───── Source material ─────
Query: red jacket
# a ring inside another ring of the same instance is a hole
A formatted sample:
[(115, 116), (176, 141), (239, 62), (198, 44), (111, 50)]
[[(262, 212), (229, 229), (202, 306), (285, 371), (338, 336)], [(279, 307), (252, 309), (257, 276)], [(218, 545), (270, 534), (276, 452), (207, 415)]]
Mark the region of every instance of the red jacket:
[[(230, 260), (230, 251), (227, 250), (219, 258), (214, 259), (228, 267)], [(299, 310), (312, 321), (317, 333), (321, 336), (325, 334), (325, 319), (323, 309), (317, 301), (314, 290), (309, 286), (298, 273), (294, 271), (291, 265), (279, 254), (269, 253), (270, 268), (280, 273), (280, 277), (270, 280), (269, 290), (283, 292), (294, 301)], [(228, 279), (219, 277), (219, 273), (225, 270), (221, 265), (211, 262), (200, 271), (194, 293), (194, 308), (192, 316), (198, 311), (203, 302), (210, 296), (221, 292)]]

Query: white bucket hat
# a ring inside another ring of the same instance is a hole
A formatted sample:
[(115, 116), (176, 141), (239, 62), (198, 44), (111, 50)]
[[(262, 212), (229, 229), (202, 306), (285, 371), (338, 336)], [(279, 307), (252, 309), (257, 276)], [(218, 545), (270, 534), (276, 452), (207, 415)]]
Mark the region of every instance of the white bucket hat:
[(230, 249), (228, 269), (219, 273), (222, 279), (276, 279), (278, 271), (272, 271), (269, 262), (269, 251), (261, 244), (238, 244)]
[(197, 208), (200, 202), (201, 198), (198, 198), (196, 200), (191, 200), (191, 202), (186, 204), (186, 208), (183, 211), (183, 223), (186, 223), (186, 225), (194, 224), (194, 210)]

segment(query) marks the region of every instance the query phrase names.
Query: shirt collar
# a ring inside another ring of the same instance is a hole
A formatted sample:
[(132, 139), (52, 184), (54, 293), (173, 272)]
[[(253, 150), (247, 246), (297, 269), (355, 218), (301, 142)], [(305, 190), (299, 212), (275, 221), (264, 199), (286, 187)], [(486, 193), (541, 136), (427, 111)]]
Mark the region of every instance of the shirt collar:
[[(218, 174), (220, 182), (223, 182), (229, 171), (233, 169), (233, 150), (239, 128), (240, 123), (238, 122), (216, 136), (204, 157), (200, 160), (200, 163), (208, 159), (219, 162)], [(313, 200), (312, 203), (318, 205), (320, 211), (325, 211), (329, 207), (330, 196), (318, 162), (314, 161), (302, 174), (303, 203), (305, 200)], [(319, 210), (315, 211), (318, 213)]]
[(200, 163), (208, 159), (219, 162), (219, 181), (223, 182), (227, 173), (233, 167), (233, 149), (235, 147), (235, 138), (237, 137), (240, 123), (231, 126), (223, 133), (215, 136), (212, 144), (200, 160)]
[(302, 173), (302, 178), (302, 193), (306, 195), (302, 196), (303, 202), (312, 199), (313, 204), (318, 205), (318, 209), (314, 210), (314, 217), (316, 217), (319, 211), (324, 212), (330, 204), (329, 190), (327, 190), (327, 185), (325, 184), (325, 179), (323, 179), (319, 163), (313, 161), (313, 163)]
─────
## Exercise details
Copy exactly the line that contains "[(132, 139), (52, 184), (54, 293), (173, 272)]" and every line after it through the end of the entries, with nothing added.

## Task response
[(132, 139), (52, 184), (54, 293), (173, 272)]
[[(253, 150), (247, 246), (297, 269), (355, 218), (301, 142)], [(305, 190), (299, 212), (275, 221), (264, 199), (286, 187)], [(486, 193), (541, 136), (427, 111)]]
Mark the region of every instance of the shirt collar:
[[(218, 174), (220, 182), (223, 182), (229, 171), (233, 169), (233, 150), (239, 128), (240, 123), (238, 122), (216, 136), (204, 157), (200, 160), (200, 163), (208, 159), (219, 162)], [(313, 200), (312, 203), (318, 205), (320, 211), (325, 211), (329, 207), (330, 196), (318, 162), (314, 161), (302, 174), (303, 203), (305, 200)], [(319, 210), (315, 211), (318, 213)]]
[(200, 163), (208, 159), (219, 162), (219, 181), (223, 182), (227, 173), (233, 167), (233, 149), (235, 147), (235, 138), (237, 137), (240, 123), (231, 126), (223, 133), (215, 136), (212, 144), (200, 160)]
[(302, 173), (302, 178), (302, 193), (306, 195), (302, 196), (303, 202), (312, 199), (313, 204), (318, 205), (318, 209), (314, 210), (314, 217), (316, 217), (319, 211), (324, 212), (330, 204), (329, 190), (327, 190), (327, 185), (325, 184), (325, 179), (323, 179), (319, 163), (313, 161), (313, 163)]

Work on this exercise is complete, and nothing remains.